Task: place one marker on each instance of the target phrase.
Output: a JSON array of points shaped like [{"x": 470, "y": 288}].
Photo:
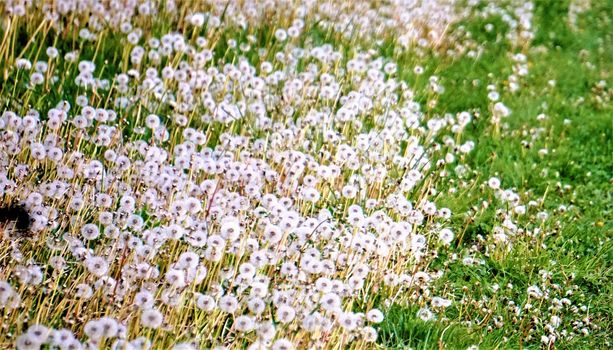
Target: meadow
[{"x": 209, "y": 174}]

» Set exercise
Find each line in the entries above that contains the word "like" and copy it out. Case matters.

» Result
Output: a JSON array of points shaped like [{"x": 470, "y": 288}].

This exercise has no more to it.